Required work: Output all entries below exactly as they are given.

(Records for the exercise)

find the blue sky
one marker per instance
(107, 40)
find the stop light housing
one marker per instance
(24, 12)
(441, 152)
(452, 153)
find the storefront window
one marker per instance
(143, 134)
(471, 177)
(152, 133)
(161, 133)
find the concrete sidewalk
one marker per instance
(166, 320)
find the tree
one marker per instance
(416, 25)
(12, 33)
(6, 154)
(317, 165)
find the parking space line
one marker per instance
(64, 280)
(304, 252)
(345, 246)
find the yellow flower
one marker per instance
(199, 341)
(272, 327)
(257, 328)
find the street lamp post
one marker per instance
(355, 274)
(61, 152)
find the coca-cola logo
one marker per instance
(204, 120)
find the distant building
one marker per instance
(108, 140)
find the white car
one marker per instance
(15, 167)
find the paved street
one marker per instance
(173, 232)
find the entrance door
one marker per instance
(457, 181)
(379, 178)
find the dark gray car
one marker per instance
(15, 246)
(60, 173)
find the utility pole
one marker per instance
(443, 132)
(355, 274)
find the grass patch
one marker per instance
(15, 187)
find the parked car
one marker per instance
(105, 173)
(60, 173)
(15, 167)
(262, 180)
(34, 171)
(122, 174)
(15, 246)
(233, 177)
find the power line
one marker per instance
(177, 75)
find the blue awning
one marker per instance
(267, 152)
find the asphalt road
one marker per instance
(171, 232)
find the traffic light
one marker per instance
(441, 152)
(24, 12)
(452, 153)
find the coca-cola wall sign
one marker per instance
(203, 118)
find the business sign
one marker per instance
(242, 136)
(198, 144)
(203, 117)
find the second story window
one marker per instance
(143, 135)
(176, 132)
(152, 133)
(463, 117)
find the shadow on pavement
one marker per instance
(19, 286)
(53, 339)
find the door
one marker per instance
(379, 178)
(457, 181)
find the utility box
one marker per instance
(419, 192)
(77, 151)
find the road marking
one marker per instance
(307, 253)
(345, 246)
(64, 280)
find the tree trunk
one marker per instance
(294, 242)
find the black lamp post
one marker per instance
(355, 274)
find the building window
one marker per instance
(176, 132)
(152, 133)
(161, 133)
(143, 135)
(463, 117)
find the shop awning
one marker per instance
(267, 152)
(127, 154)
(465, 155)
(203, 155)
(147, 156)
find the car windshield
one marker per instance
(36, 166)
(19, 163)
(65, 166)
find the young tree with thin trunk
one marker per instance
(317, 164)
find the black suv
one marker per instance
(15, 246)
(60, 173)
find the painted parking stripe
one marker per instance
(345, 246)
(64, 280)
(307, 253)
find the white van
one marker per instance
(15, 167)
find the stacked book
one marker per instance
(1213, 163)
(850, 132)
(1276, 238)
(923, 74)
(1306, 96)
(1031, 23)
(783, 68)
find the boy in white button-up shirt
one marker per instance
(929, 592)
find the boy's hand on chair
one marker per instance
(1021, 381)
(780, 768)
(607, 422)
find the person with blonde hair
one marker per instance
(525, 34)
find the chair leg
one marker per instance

(End Records for the exercise)

Answer to this problem:
find the blue sky
one marker per instance
(107, 40)
find the stop light housing
one marker per instance
(24, 12)
(441, 152)
(452, 153)
find the storefront window
one marker per instance
(143, 134)
(471, 177)
(152, 133)
(161, 133)
find the concrete sidewalk
one marker per instance
(166, 320)
find the tree
one marker per instance
(416, 25)
(12, 33)
(6, 154)
(317, 165)
find the parking space line
one marker per instance
(64, 280)
(304, 252)
(345, 246)
find the yellow flower
one marker per instance
(199, 341)
(272, 327)
(257, 328)
find the street lamp post
one marker per instance
(355, 274)
(61, 152)
find the coca-cola logo
one marker per instance
(204, 120)
find the distant building
one marker per instance
(108, 140)
find the white car
one marker per instance
(15, 167)
find the paved street
one marker per instance
(173, 232)
find the entrance door
one marker per instance
(457, 181)
(379, 178)
find the dark gray car
one marker per instance
(15, 246)
(60, 173)
find the utility pole
one marker per instance
(443, 132)
(355, 274)
find the grass patch
one marker per instance
(15, 187)
find the parked car
one marker per instance
(105, 173)
(60, 173)
(15, 167)
(262, 180)
(34, 171)
(122, 174)
(15, 246)
(233, 177)
find the power line
one marker per instance
(177, 75)
find the blue awning
one marker per instance
(267, 152)
find the asphalt road
one marker per instance
(171, 232)
find the traffic light
one marker per instance
(441, 152)
(24, 12)
(452, 153)
find the coca-cola wall sign
one marker per instance
(203, 118)
find the business sign
one marker per instance
(242, 136)
(198, 144)
(203, 117)
find the second story window
one marker per instance
(143, 135)
(176, 132)
(152, 133)
(463, 117)
find the shadow on pavement
one marker per instance
(19, 286)
(53, 339)
find the door
one marker per instance
(379, 178)
(457, 181)
find the utility box
one marker per instance
(419, 192)
(77, 151)
find the road marking
one marker per instance
(307, 253)
(345, 246)
(64, 280)
find the tree trunk
one marker per instance
(294, 242)
find the black lamp post
one marker per instance
(355, 274)
find the building window
one marker per instance
(176, 132)
(152, 133)
(161, 133)
(143, 135)
(463, 117)
find the shop awning
one marker per instance
(267, 152)
(127, 154)
(465, 155)
(203, 155)
(147, 156)
find the car windshield
one marker per instance
(36, 166)
(19, 163)
(65, 166)
find the young tree with thin trunk
one marker per instance
(317, 164)
find the black suv
one marker per instance
(15, 246)
(60, 173)
find the painted parking stripe
one marker per instance
(345, 246)
(64, 280)
(307, 253)
find the white van
one marker per instance
(15, 167)
find the stacked book
one marker per instance
(1213, 163)
(850, 132)
(1276, 238)
(923, 74)
(1306, 96)
(1031, 23)
(783, 68)
find the boy in white button-up shirt
one marker per instance
(929, 592)
find the boy's hand on chair
one marker per instance
(1021, 381)
(780, 768)
(607, 422)
find the person with blonde hair
one marker per instance
(525, 34)
find the chair leg
one marker per instance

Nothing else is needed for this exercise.